START Extracted text
Section 7.6 Determinations
Any allocation, attribution, measurement or other similar determination to be made pursuant to this Lease, such as, without limitations, a determination of compliance by the Tenant with its obligations in respect of repairs as set forth in Section 4.6, a determination of the extent of damage to the Building for purposes of ARTICLE 6, or a determination of whether the insurance subscribed by the Tenant under Section 8.2 constitutes full replacement cost insurance, will be made by the Landlord, acting reasonably and applying criteria relevant to the determination being made. The Landlord may retain engineering, architectural, accounting, legal or other professional consultants to assist and advise in making the determination and a decision of such professional will be final and binding on all parties.
Section 7.7 Compliance with Law and Insurance Requirements
The Tenant will comply with all laws, by-laws, governmental orders, directives or codes of any governmental authority having jurisdiction to the extent that they are applicable to the Premises of the Tenant’s use or occupancy of the Premises, including Improvements proposed by the Tenant and the making of such Improvements, and all Tenant Property therein, or to the Tenant’s obligations under this Lease. The Tenant will also comply with all directives, rules and regulations of any insurer by which the Landlord or the Tenant is insured.
Section 7.8 Certificate of Occupancy
The Tenant undertakes to obtain from the relevant authority its certificate of occupancy (the “Certificate”) within thirty (30) days following the Commencement Date. The default by the Tenant to obtain the Certificate within said delay is deemed a default under the Lease and the Tenant shall reimburse the Landlord for any penalty the Landlord may incur as a result of such default, without limitation of Landlord’s other recourses. The Tenant undertakes to obtain any modification to the Certificate to reflect any expansion, substitution or modification to its activities. In no event the Tenant incapacity to obtain the certificate of occupancy may justify the termination of the Lease.
END Extracted text
* Requirements: Set down the lease text word for word, from "Section 7.7 Compliance with" to "Tenant is insured.".
START Supplied records
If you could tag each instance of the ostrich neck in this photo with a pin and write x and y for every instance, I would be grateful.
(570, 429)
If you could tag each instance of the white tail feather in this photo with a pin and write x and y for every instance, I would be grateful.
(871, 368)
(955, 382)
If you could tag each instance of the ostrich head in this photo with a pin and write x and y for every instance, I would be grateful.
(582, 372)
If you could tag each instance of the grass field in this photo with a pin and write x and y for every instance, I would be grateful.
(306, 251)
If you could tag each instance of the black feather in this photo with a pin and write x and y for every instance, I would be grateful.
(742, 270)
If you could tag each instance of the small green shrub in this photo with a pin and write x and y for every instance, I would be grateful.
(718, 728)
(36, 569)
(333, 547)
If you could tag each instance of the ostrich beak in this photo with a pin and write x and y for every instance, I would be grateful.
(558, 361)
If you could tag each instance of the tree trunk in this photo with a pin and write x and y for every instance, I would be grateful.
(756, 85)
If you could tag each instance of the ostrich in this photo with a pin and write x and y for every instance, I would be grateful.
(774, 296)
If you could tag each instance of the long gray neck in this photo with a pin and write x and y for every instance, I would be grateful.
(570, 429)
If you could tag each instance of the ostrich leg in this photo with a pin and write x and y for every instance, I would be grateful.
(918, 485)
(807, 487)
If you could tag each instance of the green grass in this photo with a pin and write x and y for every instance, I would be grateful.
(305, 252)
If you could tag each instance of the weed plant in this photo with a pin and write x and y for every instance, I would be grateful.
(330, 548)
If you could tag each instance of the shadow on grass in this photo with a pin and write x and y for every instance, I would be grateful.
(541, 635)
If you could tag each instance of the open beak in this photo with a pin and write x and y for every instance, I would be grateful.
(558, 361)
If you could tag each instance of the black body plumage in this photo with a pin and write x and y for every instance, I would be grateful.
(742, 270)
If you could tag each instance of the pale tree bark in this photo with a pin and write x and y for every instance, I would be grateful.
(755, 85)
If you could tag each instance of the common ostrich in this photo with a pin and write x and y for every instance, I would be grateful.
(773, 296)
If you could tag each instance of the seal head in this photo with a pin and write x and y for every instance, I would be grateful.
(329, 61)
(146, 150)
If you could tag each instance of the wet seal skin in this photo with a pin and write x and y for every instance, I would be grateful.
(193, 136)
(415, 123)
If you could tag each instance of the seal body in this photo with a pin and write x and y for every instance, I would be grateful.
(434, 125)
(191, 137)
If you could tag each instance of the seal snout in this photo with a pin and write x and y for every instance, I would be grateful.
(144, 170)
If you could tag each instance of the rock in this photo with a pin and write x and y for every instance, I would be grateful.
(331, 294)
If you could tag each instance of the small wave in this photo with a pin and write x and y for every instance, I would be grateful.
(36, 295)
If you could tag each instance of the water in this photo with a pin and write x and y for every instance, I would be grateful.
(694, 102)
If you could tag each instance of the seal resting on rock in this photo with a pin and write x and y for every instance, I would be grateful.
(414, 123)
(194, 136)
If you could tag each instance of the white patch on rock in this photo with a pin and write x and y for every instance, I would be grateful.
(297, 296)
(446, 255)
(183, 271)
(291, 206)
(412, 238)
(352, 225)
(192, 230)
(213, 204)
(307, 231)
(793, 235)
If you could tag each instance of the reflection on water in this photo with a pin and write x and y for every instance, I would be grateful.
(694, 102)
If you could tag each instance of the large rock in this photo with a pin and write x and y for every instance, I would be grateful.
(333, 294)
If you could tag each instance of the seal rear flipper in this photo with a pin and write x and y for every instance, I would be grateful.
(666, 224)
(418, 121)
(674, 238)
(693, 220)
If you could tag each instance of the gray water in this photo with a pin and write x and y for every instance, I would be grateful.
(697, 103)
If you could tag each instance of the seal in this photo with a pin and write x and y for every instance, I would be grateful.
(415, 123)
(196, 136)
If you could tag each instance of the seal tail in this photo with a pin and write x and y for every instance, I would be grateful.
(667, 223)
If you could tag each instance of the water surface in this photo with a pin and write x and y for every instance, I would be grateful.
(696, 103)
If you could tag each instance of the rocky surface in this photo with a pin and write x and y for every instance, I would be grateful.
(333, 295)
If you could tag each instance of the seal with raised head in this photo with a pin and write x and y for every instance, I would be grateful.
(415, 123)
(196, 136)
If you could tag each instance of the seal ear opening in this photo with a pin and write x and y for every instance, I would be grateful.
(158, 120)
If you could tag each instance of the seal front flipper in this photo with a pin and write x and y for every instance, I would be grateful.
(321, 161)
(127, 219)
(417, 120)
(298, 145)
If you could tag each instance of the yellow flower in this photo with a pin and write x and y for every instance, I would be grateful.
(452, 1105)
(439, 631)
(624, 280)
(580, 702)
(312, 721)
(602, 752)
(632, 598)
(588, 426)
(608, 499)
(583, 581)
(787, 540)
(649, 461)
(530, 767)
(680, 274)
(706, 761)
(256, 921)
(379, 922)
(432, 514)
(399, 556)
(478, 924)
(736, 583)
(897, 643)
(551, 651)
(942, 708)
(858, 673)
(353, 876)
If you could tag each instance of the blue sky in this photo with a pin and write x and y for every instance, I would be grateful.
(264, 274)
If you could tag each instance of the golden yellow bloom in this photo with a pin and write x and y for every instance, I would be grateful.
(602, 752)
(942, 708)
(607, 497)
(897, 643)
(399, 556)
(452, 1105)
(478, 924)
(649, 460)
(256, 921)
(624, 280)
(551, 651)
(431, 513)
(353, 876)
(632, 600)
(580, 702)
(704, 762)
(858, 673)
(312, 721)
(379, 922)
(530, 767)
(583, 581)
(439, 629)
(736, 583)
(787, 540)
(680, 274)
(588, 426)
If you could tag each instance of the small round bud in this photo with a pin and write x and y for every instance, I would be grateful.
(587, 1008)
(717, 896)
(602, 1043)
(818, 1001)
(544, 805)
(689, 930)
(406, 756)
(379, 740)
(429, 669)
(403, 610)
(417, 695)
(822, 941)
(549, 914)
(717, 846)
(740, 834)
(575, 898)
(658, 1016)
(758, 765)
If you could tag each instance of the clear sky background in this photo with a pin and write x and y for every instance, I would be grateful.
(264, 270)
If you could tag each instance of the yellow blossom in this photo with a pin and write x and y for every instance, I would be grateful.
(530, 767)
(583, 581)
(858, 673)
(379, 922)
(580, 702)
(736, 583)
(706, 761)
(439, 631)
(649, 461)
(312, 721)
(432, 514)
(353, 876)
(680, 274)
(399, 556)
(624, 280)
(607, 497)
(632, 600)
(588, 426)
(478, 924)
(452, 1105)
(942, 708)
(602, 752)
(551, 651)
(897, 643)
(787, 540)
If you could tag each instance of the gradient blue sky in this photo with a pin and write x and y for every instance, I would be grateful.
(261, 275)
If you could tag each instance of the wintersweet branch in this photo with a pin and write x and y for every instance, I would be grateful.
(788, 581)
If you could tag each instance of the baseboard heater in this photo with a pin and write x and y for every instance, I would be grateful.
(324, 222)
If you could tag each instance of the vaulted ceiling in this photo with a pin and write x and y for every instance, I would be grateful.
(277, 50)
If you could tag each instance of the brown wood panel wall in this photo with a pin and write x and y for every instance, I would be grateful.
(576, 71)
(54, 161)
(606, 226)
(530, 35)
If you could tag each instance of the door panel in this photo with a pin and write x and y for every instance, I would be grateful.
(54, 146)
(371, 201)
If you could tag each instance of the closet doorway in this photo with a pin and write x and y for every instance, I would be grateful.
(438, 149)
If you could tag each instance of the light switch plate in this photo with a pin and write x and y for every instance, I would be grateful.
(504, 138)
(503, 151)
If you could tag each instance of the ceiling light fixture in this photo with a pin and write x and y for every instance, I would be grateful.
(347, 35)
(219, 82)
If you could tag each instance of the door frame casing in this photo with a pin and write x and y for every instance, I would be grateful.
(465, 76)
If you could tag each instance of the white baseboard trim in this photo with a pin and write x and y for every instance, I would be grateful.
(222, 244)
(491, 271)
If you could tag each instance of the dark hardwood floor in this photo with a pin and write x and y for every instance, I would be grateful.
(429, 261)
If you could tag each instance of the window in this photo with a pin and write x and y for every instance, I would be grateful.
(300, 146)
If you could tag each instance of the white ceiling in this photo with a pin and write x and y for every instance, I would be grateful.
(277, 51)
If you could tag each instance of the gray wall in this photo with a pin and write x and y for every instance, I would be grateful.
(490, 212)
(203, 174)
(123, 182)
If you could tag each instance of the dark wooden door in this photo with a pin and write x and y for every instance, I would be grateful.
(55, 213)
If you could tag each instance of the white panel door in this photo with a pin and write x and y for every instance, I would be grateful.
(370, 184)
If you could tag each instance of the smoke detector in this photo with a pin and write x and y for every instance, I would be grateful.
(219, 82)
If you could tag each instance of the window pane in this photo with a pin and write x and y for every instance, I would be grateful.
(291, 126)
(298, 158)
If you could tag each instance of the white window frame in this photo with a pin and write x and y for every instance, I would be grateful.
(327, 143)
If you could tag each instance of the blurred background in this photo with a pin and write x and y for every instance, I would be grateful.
END Supplied records
* Solution:
Section 7.7 Compliance with Law and Insurance Requirements
The Tenant will comply with all laws, by-laws, governmental orders, directives or codes of any governmental authority having jurisdiction to the extent that they are applicable to the Premises of the Tenant’s use or occupancy of the Premises, including Improvements proposed by the Tenant and the making of such Improvements, and all Tenant Property therein, or to the Tenant’s obligations under this Lease. The Tenant will also comply with all directives, rules and regulations of any insurer by which the Landlord or the Tenant is insured.